:: Text extract ::
^^^^^^^^

When longtime music producer and Houston native Steve Tyrell began publicly crooning love songs into a microphone just over a decade ago he was doing more than embarking on a new career. He was building a legacy.
When his first album of familiar American vocal classics, "A New Standard," came out in 1999, he even joked on his rendition of "I Can't Get Started" that he had "been consulted by President C. You know, Hillary has had me to tea." Ten years later, Tyrell has not only huddled with former President Bill Clinton and the former first lady, now Secretary of State Hillary Clinton, but counts a long list of Manhattan celebrities, politicos and movers-and-shakers as his friends. It would not be boasting to say that Tyrell is the Derek Jeter or Jay-Z of the vocal-standards-set in the Big Apple.
Since taking over the holiday residency at the Cafe Carlyle in New York City five years ago - a primo gig that belonged to renowned vocalist Bobby Short for 36 years before his death - Tyrell's A-List crowd has read like Page Six of the New York Post. It's fitting that his just-released first concert recording, "Live at the Cafe Carlyle," (available at stevetyrell.com), is a tribute to this annual institution that has brought him so much opportunity.
"Everybody comes to the Carlyle," says Tyrell. "Paul McCartney and Clint Eastwood have been there for my performances. Tony Blair and Bill Clinton have been there. On the night we recorded the album, Eartha Kitt was in the audience. It was a thrill to see her. And now, unfortunately she's not with us anymore."
Regis Philbin, the longtime television talk show host who is synonymous with New York City, has said that catching Tyrell at Cafe Carlyle is his favorite thing to do. Last November, the New York Times noted that Tyrell had helped pioneer a new way of rendering American Songbook favorites like "The Way You Look Tonight" and "The Sunny Side of the Street."

^^^^^^^^

[A block of data]
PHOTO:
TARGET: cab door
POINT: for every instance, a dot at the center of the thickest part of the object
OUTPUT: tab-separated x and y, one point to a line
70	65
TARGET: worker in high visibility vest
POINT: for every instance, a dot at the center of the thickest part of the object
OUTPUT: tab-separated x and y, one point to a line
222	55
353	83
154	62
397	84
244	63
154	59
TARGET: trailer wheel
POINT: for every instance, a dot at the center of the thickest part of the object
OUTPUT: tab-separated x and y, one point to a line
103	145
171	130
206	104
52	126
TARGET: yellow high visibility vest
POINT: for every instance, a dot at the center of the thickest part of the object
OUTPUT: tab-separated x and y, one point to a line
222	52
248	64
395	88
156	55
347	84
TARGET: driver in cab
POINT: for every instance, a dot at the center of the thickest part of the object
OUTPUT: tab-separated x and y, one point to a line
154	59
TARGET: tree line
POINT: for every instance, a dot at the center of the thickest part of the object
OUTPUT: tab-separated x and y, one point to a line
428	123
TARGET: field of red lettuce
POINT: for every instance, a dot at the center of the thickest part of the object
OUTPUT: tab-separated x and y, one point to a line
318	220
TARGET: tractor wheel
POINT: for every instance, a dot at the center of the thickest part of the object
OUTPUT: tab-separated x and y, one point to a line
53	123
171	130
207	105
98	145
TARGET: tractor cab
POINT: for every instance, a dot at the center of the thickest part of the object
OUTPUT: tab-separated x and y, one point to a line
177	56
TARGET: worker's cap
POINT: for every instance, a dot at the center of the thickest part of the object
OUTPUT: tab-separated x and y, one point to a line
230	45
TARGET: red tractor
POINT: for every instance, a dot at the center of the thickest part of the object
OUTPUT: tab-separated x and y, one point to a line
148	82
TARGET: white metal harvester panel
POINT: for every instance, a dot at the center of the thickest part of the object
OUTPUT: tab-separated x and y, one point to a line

^^^^^^^^

:: Challenges ::
A – Reproduce the article about Steve Tyrell word for word, starting with "Since taking over" and going on through "so much opportunity.".
B – Carry on with the article about Steve Tyrell from the point where it stops.

:: Responses to the exercise ::
A –
Since taking over the holiday residency at the Cafe Carlyle in New York City five years ago - a primo gig that belonged to renowned vocalist Bobby Short for 36 years before his death - Tyrell's A-List crowd has read like Page Six of the New York Post. It's fitting that his just-released first concert recording, "Live at the Cafe Carlyle," (available at stevetyrell.com), is a tribute to this annual institution that has brought him so much opportunity.

B –
The New York freakin' Times said that! The newspaper that, over the years has compiled a musical diary of New York through its coverage of the Duke Ellington, Frank Sinatra, Tony Bennett and... yes, Bobby Short decades. Critics there usually throw praise on outsiders as if weighed down by anvils and street sewer grates.
"The Carlyle got a new manager this year and I wasn't sure he was going to like me," Tyrell recalls. "One night we were standing out front together, right next to a picture of Bobby Short that hangs near the front of the building. I had just performed and I asked the new manager if he liked the show. He pointed to the picture of Short and said, 'Thirty-one more years and we'll be putting your picture next to Bobby's.' "
A picture of Tyrell hanging in Manhattan for eternity? That honor is usually saved for notables like President Theodore Roosevelt, Mickey Mantle and the Ramones.
Tyrell embraces New York City with the same affection it has shown him. After the holidays, however, he returned to Los Angeles, where he lives and records.
But once or twice a year he gets to visit his real home.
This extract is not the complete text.